**About this task**.
Reproduce the entries below verbatim, starting from their beginning and ending after the line containing "box: [609, 439, 934, 863]", with that line included. Omit the pictures from your copy.

▼

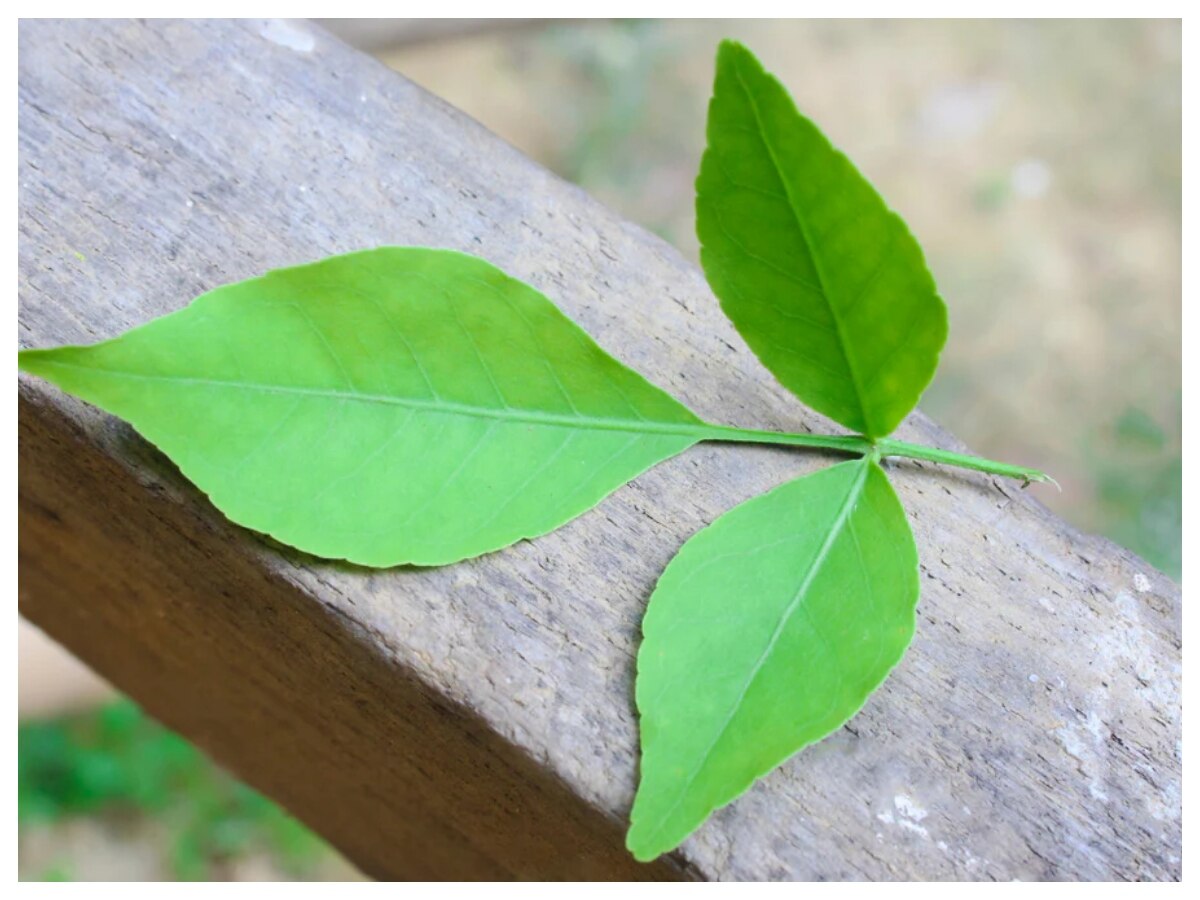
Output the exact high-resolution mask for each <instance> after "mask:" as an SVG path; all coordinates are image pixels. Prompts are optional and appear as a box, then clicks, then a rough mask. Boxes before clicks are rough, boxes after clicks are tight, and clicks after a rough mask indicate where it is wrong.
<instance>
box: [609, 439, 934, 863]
mask: <svg viewBox="0 0 1200 900" xmlns="http://www.w3.org/2000/svg"><path fill="white" fill-rule="evenodd" d="M918 588H919V583H918V572H917V548H916V545H914V544H913V539H912V532H911V529H910V528H908V522H907V520H906V518H905V512H904V509H902V508H901V505H900V502H899V499H898V498H896V496H895V493H894V492H893V490H892V486H890V485H889V484H888V480H887V476H886V475H884V474H883V470H882V469H881V468H880V467H878V464H877V463H876V462H874V461H871V460H868V458H863V460H856V461H853V462H845V463H841V464H838V466H833V467H830V468H828V469H823V470H821V472H817V473H816V474H812V475H808V476H806V478H802V479H797V480H796V481H791V482H788V484H786V485H782V486H781V487H776V488H775V490H774V491H770V492H769V493H766V494H762V496H760V497H756V498H755V499H751V500H748V502H746V503H743V504H742V505H740V506H738V508H736V509H733V510H732V511H730V512H727V514H725V515H724V516H721V517H720V518H718V520H716V521H715V522H714V523H713V524H710V526H709V527H708V528H706V529H704V530H702V532H700V533H698V534H697V535H695V536H694V538H692V539H691V540H689V541H688V542H686V544H685V545H684V546H683V548H682V550H680V551H679V553H678V554H677V556H676V558H674V559H673V560H671V564H670V565H668V566H667V569H666V571H665V572H664V574H662V577H661V578H660V580H659V583H658V587H656V588H655V590H654V594H653V596H652V598H650V602H649V607H648V610H647V613H646V619H644V622H643V625H642V629H643V632H644V640H643V642H642V647H641V650H640V652H638V656H637V708H638V710H640V713H641V727H642V781H641V785H640V787H638V791H637V799H636V800H635V803H634V811H632V814H631V822H632V824H631V827H630V830H629V839H628V845H629V848H630V851H632V853H634V856H635V857H637V858H638V859H642V860H649V859H653V858H654V857H656V856H659V854H660V853H665V852H666V851H668V850H672V848H674V847H676V846H678V845H679V844H680V842H682V841H683V840H684V838H686V836H688V835H689V834H690V833H691V832H692V830H694V829H695V828H696V827H697V826H700V824H701V823H702V822H703V821H704V818H706V817H707V816H708V814H709V812H712V811H713V810H714V809H716V808H718V806H722V805H724V804H726V803H728V802H730V800H732V799H734V798H736V797H737V796H738V794H740V793H742V792H743V791H745V790H746V788H748V787H749V786H750V785H751V784H752V782H754V780H755V779H757V778H761V776H762V775H764V774H767V773H768V772H770V770H772V769H773V768H775V767H776V766H779V764H780V763H781V762H784V760H786V758H787V757H788V756H791V755H792V754H794V752H796V751H797V750H799V749H800V748H803V746H805V745H806V744H811V743H812V742H815V740H820V739H821V738H823V737H824V736H827V734H829V733H830V732H832V731H834V730H836V728H838V727H840V726H841V725H842V724H844V722H846V721H847V720H848V719H850V718H851V716H852V715H854V713H857V712H858V710H859V708H862V706H863V703H864V702H865V701H866V697H868V695H869V694H870V692H871V691H872V690H875V689H876V688H877V686H878V685H880V684H881V683H882V682H883V679H884V678H886V677H887V674H888V672H889V671H890V670H892V668H893V666H895V665H896V662H898V661H899V660H900V658H901V656H902V655H904V652H905V648H907V646H908V642H910V641H911V640H912V634H913V628H914V624H916V606H917V594H918Z"/></svg>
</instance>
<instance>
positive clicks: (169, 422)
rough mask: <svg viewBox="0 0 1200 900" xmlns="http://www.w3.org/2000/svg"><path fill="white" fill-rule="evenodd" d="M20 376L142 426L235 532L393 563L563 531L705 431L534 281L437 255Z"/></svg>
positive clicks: (80, 356)
mask: <svg viewBox="0 0 1200 900" xmlns="http://www.w3.org/2000/svg"><path fill="white" fill-rule="evenodd" d="M20 367H22V368H23V370H25V371H26V372H31V373H34V374H37V376H41V377H43V378H46V379H48V380H50V382H54V383H55V384H58V385H59V386H60V388H62V389H64V390H66V391H70V392H71V394H74V395H78V396H79V397H83V398H84V400H86V401H89V402H90V403H95V404H96V406H98V407H101V408H103V409H107V410H108V412H110V413H113V414H115V415H119V416H121V418H122V419H126V420H128V421H130V422H131V424H132V425H133V426H134V427H136V428H137V430H138V431H139V432H142V434H144V436H145V437H146V438H148V439H149V440H151V442H152V443H155V444H156V445H158V448H161V449H162V450H163V452H166V454H167V455H168V456H169V457H170V458H172V460H174V461H175V463H176V464H178V466H179V467H180V469H181V470H182V472H184V474H185V475H187V478H190V479H191V480H192V481H193V482H194V484H196V485H198V486H199V487H200V488H202V490H203V491H205V492H206V493H208V494H209V496H210V497H211V499H212V503H214V504H216V506H217V508H218V509H221V510H222V511H223V512H224V514H226V515H227V516H228V517H229V518H232V520H233V521H234V522H238V523H240V524H244V526H246V527H248V528H253V529H257V530H259V532H265V533H268V534H271V535H274V536H275V538H277V539H278V540H281V541H283V542H286V544H290V545H293V546H295V547H299V548H301V550H304V551H307V552H310V553H314V554H317V556H322V557H334V558H346V559H349V560H352V562H355V563H361V564H365V565H374V566H388V565H395V564H400V563H416V564H420V565H437V564H443V563H451V562H455V560H457V559H462V558H464V557H470V556H475V554H479V553H485V552H487V551H492V550H497V548H498V547H503V546H506V545H509V544H512V542H514V541H517V540H520V539H521V538H529V536H534V535H539V534H544V533H546V532H548V530H552V529H553V528H556V527H558V526H560V524H563V523H564V522H566V521H569V520H571V518H574V517H575V516H577V515H580V514H581V512H583V511H584V510H587V509H588V508H590V506H593V505H594V504H596V503H598V502H599V500H600V499H601V498H604V497H605V496H606V494H607V493H610V492H611V491H613V490H616V488H617V487H619V486H620V485H623V484H624V482H625V481H628V480H629V479H631V478H634V476H636V475H637V474H640V473H641V472H643V470H644V469H647V468H649V467H650V466H653V464H654V463H656V462H659V461H661V460H665V458H667V457H670V456H673V455H674V454H678V452H680V451H683V450H684V449H686V448H688V446H690V445H692V444H694V443H696V442H697V440H698V439H701V437H703V431H704V428H703V426H702V425H701V422H700V420H698V419H697V418H696V416H695V415H692V414H691V413H690V412H689V410H688V409H686V408H685V407H683V406H682V404H679V403H678V402H676V401H674V400H673V398H672V397H671V396H668V395H667V394H665V392H664V391H661V390H660V389H658V388H655V386H654V385H653V384H650V383H649V382H647V380H646V379H644V378H642V377H641V376H640V374H637V373H636V372H632V371H631V370H629V368H626V367H625V366H623V365H620V364H619V362H618V361H617V360H614V359H613V358H612V356H610V355H608V354H606V353H605V352H604V350H602V349H600V347H598V346H596V344H595V343H594V342H593V341H592V338H590V337H588V336H587V334H584V332H583V331H582V330H581V329H580V328H578V326H576V325H575V324H574V323H572V322H571V320H570V319H568V318H566V317H565V316H564V314H563V313H562V312H559V311H558V308H557V307H556V306H554V305H553V304H552V302H550V300H547V299H546V298H545V296H542V295H541V294H540V293H538V292H536V290H534V289H533V288H530V287H529V286H527V284H523V283H522V282H520V281H516V280H515V278H511V277H509V276H508V275H505V274H504V272H502V271H500V270H499V269H497V268H494V266H492V265H490V264H488V263H486V262H484V260H481V259H478V258H475V257H469V256H466V254H462V253H455V252H452V251H443V250H425V248H419V247H380V248H378V250H371V251H365V252H360V253H349V254H346V256H340V257H331V258H329V259H324V260H322V262H318V263H313V264H311V265H301V266H295V268H292V269H281V270H277V271H272V272H269V274H266V275H264V276H263V277H259V278H251V280H248V281H244V282H240V283H238V284H229V286H226V287H222V288H217V289H216V290H212V292H210V293H208V294H204V295H203V296H200V298H198V299H197V300H194V301H193V302H192V304H191V305H190V306H187V307H186V308H184V310H180V311H179V312H175V313H172V314H169V316H164V317H162V318H160V319H156V320H154V322H150V323H149V324H146V325H143V326H140V328H136V329H133V330H131V331H128V332H126V334H125V335H121V336H120V337H118V338H115V340H112V341H107V342H104V343H100V344H95V346H91V347H60V348H56V349H49V350H26V352H23V353H22V354H20Z"/></svg>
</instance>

▲

**Answer box**.
Output the exact high-resolution mask for each <instance> after "mask:" as an SVG path; all coordinates are image pixels. Prompts are optional and appear as a box, then clicks, then a rough mask. Boxes before clicks are rough, boxes after clicks are tight, and clicks after a rough mask indicate where it is wrong.
<instance>
box: [609, 439, 934, 863]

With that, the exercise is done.